• TASK TO CARRY OUT:
Convert these lines into a Markdown table with two columns, No and Line, putting a row number in No and the line itself in Line. Omit any blank lines.

*** RECORDS TO USE ***

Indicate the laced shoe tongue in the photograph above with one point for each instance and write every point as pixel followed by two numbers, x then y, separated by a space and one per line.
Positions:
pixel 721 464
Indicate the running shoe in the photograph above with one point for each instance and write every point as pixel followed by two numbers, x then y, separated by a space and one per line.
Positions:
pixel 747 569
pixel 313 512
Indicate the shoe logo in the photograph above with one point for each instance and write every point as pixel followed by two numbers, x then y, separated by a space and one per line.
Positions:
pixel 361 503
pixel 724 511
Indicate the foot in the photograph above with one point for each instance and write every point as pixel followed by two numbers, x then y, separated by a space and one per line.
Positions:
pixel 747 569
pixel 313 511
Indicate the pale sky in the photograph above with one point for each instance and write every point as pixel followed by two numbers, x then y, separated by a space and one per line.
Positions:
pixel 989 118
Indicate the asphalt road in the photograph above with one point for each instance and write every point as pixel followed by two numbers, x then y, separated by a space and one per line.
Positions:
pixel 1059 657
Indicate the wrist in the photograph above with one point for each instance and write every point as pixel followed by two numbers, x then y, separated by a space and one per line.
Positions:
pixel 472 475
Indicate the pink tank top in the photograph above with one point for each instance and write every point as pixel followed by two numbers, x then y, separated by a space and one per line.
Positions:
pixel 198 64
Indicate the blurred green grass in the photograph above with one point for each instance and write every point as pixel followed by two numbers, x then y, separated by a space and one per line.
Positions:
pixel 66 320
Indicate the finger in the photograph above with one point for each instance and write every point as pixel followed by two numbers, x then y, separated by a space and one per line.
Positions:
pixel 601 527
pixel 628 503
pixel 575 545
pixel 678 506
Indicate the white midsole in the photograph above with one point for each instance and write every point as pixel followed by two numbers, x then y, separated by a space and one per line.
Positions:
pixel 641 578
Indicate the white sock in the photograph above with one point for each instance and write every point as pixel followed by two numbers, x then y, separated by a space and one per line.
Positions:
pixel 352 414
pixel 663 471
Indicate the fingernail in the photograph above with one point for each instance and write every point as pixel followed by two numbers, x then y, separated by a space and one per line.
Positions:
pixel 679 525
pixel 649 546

***

• RESULT OF THIS EXERCISE:
| No | Line |
|---|---|
| 1 | Indicate the laced shoe tongue in the photograph above with one point for each instance and write every point as pixel followed by two numbers, x then y, separated by a space and one per line. |
| 2 | Positions: |
| 3 | pixel 721 464 |
| 4 | Indicate the running shoe in the photograph above with one point for each instance and write every point as pixel followed by two numbers, x then y, separated by a space and one per line. |
| 5 | Positions: |
| 6 | pixel 747 569 |
| 7 | pixel 313 512 |
| 8 | Indicate the shoe logo in the photograph above with one point for each instance and write every point as pixel followed by two numbers, x then y, separated by a space and one per line. |
| 9 | Positions: |
| 10 | pixel 361 503 |
| 11 | pixel 724 511 |
| 12 | Indicate the foot in the photograph above with one point for each instance and write every point as pixel followed by two numbers, x then y, separated by a space and one per line. |
| 13 | Positions: |
| 14 | pixel 747 569 |
| 15 | pixel 313 511 |
| 16 | Indicate the pale sky in the photograph above with one point for each instance and write every point as pixel followed by two numbers, x then y, separated by a space and one per line. |
| 17 | Positions: |
| 18 | pixel 989 118 |
| 19 | Indicate the asphalt road in the photograph above with one point for each instance and write every point as pixel followed by two numbers, x then y, separated by a space and one per line. |
| 20 | Positions: |
| 21 | pixel 1059 657 |
| 22 | Indicate the wrist in the photograph above with one point for each instance and write every point as pixel followed by two numbers, x then y, separated by a space and one per line. |
| 23 | Positions: |
| 24 | pixel 472 475 |
| 25 | Indicate the pink tank top in the photograph above with one point for each instance and write every point as pixel followed by two numbers, x then y, separated by a space and one per line. |
| 26 | Positions: |
| 27 | pixel 198 64 |
| 28 | Indicate the blurred green grass in the photograph above with one point for each instance and write every point as pixel followed by two numbers, x then y, separated by a space and one per line. |
| 29 | Positions: |
| 30 | pixel 66 320 |
| 31 | Indicate the finger in the photograph above with one point for each instance and write every point as pixel followed by two numbers, x then y, separated by a space and one per line. |
| 32 | Positions: |
| 33 | pixel 601 527 |
| 34 | pixel 628 503 |
| 35 | pixel 575 545 |
| 36 | pixel 678 506 |
| 37 | Indicate the white midsole in the photograph above with one point for each instance and write every point as pixel followed by two numbers, x then y, separated by a space and one per line. |
| 38 | Positions: |
| 39 | pixel 641 578 |
| 40 | Indicate the white sock in the photograph above with one point for each instance and write every point as pixel followed by two numbers, x then y, separated by a space and one per line. |
| 41 | Positions: |
| 42 | pixel 352 414 |
| 43 | pixel 663 471 |
| 44 | Indicate the fingernail in the photograph above with one point for each instance and write every point as pixel followed by two numbers, x then y, separated by a space and one per line. |
| 45 | Positions: |
| 46 | pixel 679 525 |
| 47 | pixel 649 546 |